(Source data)
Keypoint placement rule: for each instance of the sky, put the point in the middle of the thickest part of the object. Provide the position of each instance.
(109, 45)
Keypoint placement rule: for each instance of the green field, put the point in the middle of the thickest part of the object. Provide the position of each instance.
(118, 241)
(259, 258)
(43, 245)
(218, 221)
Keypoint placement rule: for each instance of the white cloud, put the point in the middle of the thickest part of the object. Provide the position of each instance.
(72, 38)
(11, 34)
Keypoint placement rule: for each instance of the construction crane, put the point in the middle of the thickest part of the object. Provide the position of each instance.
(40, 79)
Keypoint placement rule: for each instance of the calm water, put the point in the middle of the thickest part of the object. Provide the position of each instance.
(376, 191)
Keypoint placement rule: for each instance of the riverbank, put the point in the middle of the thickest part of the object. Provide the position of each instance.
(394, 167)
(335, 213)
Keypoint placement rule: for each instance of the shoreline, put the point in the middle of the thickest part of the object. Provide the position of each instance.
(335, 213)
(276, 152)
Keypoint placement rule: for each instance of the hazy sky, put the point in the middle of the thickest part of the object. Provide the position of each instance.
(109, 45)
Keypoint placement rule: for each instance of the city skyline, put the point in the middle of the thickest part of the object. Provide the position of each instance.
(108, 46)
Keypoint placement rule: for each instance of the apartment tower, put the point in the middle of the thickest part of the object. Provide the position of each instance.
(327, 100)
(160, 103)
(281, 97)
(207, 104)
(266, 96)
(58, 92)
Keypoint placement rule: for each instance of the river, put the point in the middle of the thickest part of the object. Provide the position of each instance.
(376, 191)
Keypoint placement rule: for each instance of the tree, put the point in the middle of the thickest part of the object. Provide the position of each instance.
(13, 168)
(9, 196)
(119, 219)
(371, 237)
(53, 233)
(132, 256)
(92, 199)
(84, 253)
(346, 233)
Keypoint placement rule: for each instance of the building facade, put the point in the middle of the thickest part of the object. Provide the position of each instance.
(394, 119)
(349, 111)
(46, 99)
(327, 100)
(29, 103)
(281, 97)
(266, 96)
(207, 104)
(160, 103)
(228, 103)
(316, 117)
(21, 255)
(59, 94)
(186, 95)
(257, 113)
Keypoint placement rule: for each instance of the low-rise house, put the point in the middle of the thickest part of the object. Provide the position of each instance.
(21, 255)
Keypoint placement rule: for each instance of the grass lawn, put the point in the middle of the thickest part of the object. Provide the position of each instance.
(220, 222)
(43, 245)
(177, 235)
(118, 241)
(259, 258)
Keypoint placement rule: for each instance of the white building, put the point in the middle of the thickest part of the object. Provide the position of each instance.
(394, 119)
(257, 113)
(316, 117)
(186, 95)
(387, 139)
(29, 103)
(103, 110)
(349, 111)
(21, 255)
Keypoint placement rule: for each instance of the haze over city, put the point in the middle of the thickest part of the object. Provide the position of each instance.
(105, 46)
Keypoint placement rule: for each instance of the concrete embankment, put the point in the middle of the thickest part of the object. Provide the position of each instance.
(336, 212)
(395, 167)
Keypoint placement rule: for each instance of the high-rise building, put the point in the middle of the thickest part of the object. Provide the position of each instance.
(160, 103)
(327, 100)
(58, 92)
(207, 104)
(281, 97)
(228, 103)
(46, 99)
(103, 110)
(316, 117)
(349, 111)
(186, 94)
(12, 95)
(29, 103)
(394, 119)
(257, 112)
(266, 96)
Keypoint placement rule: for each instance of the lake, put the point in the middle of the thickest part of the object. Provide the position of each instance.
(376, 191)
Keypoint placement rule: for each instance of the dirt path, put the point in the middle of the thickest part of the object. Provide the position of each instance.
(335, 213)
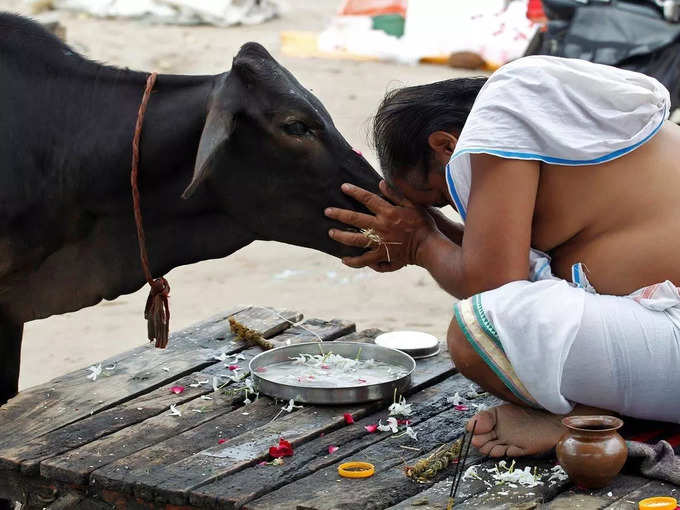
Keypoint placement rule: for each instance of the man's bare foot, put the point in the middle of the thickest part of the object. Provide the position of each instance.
(513, 431)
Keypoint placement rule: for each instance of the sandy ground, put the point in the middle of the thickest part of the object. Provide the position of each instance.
(265, 273)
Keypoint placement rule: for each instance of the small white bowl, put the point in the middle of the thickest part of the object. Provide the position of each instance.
(415, 343)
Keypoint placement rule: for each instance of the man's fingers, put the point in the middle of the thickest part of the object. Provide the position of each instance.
(351, 238)
(370, 200)
(383, 267)
(359, 220)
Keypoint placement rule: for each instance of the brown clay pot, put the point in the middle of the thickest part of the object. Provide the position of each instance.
(591, 451)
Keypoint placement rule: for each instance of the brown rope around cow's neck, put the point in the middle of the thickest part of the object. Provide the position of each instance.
(157, 311)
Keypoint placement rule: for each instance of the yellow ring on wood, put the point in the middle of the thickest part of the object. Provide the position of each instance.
(356, 470)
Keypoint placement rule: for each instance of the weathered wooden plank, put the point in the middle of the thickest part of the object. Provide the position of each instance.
(244, 486)
(27, 457)
(601, 498)
(72, 397)
(174, 481)
(630, 500)
(507, 496)
(313, 329)
(324, 489)
(76, 465)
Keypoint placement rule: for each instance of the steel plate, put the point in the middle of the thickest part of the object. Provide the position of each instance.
(340, 395)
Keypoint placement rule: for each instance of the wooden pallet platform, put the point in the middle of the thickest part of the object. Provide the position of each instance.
(112, 442)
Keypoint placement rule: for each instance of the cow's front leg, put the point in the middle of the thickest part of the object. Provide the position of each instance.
(11, 333)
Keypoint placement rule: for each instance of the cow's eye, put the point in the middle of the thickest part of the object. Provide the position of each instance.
(296, 128)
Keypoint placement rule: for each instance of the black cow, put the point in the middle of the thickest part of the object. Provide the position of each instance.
(254, 154)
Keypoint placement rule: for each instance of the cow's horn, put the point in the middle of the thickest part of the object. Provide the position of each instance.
(217, 130)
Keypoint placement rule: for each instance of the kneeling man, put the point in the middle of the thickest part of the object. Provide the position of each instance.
(567, 175)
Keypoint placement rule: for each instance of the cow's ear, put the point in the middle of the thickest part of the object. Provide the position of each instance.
(219, 125)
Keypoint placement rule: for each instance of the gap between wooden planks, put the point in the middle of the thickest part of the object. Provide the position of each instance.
(75, 465)
(251, 483)
(173, 482)
(72, 397)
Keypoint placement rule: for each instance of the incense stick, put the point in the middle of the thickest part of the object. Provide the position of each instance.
(460, 467)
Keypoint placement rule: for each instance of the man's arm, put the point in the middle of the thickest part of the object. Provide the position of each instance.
(451, 229)
(496, 242)
(497, 236)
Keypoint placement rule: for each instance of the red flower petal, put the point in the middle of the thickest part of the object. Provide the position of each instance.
(283, 450)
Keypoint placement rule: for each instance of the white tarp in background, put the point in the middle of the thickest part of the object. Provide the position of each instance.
(496, 30)
(181, 12)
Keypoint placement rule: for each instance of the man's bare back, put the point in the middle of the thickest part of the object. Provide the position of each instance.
(621, 219)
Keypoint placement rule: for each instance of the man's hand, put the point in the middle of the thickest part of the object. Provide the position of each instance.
(401, 229)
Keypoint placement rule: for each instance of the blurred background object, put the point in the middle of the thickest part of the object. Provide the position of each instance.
(182, 12)
(640, 35)
(428, 31)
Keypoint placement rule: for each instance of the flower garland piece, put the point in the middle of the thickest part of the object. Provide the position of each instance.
(426, 469)
(249, 335)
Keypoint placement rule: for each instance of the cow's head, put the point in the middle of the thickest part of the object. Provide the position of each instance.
(271, 155)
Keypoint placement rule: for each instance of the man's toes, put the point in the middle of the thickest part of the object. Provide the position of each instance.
(485, 422)
(500, 450)
(479, 440)
(486, 448)
(515, 451)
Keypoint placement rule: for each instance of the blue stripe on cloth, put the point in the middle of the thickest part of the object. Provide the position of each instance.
(454, 193)
(560, 161)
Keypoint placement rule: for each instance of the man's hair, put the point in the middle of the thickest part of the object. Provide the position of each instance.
(408, 116)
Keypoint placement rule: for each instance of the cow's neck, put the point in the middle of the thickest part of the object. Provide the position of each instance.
(103, 259)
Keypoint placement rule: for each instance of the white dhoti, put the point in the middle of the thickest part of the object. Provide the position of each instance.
(554, 342)
(555, 345)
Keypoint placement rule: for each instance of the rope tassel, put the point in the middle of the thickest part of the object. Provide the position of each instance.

● **Exercise**:
From the line containing "the cow's neck, put" through the last line of the entries above, print every line exactly, including both ends, and nothing else.

● **Task response**:
Keypoint placement rule: for each instance of the cow's neck, put the point in the middle of the thickest part of the object. Provide the position of each instance.
(103, 259)
Keypoint placement rule: for each instance of the white dhoti, put the point in the middle of the thickest part of the object. Provide the position of each instance.
(554, 342)
(555, 345)
Keypoint placement rule: for each instance of the rope tassel, put the point in the middle of the thickest part of the object. Provide the position of each instance.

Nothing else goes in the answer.